* [TO DO] Give the material from the line with "the white snowy" up to and including the line with "[0,2,300,299]" as a two-column CSV with the headers text and result. Make one row for each piece of wording and the answer that follows it, with each value in a single quoted field and any line breaks replaced by spaces.

* [DATA FOR PROCESSING]
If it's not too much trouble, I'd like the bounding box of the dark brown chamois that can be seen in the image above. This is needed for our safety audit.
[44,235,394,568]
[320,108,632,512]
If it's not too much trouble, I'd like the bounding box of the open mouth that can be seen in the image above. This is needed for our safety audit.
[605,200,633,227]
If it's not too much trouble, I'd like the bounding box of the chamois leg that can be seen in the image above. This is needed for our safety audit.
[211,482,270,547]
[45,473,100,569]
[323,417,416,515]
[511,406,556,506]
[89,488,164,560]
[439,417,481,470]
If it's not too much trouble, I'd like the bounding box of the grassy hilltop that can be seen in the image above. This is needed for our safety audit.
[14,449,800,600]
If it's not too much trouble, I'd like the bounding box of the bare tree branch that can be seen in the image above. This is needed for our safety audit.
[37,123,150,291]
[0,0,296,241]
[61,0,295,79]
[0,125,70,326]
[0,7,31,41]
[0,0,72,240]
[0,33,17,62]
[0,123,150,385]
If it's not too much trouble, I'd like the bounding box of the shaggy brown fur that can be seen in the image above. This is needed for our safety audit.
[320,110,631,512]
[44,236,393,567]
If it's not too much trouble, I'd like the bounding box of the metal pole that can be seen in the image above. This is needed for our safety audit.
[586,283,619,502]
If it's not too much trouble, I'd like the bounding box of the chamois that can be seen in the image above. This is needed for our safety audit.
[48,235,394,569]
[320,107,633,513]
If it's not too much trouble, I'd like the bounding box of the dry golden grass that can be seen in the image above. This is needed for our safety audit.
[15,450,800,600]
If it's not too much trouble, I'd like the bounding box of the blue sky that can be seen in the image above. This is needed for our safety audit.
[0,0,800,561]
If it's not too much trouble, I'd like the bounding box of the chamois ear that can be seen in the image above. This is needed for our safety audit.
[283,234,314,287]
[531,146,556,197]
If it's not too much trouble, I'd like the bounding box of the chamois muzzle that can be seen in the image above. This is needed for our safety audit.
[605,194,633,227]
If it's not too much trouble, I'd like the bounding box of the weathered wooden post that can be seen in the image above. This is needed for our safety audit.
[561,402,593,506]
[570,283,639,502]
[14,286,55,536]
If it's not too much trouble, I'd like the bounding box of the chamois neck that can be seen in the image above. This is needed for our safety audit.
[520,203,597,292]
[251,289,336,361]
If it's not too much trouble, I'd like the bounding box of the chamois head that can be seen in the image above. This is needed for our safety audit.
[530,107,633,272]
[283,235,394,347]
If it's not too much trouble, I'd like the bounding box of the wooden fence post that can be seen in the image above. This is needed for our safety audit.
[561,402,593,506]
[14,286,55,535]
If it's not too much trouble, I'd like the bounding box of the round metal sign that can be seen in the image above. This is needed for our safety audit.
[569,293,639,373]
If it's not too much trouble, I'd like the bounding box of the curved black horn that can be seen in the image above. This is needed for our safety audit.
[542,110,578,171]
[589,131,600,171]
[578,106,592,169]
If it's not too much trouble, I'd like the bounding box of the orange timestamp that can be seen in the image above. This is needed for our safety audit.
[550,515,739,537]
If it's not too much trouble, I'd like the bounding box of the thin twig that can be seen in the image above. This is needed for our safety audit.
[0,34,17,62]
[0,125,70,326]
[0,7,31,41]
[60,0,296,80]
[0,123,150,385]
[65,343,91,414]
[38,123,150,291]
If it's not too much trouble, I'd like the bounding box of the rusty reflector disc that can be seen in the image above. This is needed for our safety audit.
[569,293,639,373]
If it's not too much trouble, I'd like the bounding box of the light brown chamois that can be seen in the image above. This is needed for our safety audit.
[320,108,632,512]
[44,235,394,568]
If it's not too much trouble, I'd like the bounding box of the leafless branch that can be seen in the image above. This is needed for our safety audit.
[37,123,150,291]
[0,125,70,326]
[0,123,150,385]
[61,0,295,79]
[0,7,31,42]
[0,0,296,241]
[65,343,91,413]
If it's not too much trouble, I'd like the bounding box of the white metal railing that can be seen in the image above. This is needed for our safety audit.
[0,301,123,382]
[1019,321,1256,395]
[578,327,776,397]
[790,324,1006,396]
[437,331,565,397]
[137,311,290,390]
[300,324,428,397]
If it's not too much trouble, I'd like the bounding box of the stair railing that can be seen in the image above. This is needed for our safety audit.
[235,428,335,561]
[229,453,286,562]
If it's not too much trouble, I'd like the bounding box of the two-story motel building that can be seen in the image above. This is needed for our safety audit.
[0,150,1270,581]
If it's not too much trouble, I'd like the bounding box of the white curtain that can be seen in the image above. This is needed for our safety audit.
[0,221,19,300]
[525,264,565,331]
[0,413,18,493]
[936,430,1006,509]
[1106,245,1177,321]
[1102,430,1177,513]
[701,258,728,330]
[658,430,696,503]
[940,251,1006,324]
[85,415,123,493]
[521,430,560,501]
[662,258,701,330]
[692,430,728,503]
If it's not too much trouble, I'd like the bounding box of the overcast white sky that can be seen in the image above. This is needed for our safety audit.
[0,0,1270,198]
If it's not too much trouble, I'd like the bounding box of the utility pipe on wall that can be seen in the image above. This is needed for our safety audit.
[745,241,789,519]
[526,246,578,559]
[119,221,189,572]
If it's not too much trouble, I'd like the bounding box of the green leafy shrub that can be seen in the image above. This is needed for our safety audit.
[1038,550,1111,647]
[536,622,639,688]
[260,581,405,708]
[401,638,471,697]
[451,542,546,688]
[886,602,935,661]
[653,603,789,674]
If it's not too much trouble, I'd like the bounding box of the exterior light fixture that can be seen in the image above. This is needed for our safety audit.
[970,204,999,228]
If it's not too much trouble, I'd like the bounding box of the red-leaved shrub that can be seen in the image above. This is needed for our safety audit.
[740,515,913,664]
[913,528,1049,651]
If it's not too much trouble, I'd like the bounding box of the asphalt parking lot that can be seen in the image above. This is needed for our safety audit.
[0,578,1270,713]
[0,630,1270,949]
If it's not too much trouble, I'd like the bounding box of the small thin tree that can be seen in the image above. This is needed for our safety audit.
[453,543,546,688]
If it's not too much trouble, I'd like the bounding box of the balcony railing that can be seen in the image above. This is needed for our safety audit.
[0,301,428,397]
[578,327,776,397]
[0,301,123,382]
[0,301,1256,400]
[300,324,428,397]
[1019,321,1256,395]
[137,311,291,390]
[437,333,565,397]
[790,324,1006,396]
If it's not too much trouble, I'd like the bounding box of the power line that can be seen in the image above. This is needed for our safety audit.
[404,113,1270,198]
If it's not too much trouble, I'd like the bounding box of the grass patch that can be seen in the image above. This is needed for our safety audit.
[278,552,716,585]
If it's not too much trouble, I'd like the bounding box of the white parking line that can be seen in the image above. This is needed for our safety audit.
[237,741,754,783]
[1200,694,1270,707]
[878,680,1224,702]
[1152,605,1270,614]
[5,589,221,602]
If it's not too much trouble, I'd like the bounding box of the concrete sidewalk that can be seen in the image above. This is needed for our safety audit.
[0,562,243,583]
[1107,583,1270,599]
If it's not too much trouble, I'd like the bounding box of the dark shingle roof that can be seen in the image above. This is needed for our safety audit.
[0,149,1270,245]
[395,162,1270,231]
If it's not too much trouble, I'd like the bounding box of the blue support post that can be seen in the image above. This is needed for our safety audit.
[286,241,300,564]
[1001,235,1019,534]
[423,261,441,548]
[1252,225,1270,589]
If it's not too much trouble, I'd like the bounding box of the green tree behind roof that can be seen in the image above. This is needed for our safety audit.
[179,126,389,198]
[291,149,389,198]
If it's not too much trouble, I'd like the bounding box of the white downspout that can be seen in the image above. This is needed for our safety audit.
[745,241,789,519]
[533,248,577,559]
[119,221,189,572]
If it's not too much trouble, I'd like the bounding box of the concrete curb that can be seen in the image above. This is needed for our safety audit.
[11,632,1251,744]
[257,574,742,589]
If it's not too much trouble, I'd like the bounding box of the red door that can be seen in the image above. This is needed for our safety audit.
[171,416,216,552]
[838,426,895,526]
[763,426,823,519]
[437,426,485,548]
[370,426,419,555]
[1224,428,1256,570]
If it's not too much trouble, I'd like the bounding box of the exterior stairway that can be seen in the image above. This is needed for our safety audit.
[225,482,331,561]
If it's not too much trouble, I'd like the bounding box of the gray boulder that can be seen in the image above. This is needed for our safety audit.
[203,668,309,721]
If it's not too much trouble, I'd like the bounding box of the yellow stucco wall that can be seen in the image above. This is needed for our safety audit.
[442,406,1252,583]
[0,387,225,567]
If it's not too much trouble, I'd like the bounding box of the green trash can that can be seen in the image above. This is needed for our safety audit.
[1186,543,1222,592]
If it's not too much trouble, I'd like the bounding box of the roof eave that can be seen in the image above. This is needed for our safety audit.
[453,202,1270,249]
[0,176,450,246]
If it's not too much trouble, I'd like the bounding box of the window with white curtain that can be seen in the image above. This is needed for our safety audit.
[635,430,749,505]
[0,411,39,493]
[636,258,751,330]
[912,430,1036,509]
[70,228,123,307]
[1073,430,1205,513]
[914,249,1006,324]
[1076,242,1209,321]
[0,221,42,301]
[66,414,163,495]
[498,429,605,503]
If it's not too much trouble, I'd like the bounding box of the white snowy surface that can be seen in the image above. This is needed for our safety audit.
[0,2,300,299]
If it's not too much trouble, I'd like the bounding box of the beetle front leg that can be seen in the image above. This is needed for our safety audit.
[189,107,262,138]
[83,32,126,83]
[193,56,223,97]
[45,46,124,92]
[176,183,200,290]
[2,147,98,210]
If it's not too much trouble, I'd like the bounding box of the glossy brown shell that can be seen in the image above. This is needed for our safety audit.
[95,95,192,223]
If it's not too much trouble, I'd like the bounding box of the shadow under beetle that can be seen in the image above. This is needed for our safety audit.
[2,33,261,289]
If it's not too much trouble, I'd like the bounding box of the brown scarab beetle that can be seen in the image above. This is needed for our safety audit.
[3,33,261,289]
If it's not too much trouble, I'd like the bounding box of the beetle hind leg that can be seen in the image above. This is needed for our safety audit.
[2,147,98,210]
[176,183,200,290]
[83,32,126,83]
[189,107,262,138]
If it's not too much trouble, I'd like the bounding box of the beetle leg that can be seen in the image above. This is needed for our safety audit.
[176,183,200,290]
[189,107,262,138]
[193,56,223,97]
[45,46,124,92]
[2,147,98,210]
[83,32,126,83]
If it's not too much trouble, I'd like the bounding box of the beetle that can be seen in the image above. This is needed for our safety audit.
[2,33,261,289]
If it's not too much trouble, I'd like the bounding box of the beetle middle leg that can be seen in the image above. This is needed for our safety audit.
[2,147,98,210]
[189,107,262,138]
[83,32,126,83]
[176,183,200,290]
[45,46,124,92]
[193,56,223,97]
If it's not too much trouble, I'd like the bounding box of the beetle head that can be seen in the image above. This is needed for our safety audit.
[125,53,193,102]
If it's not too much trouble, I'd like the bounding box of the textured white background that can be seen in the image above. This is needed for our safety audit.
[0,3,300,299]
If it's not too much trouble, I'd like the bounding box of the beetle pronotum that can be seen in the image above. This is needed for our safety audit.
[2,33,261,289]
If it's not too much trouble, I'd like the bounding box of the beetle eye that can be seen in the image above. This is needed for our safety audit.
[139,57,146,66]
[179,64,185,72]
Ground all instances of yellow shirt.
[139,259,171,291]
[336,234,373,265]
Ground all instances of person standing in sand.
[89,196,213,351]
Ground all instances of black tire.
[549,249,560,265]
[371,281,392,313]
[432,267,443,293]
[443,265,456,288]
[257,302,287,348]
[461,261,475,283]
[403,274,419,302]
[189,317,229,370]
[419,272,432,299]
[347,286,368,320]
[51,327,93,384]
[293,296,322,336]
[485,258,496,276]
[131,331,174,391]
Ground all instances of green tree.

* [ANSWER TO THE PROBLEM]
text,result
"If it's not too much trouble, I'd like the bounding box of the white snowy surface that can be seen in the image above. This is needed for our safety audit.","[0,2,300,299]"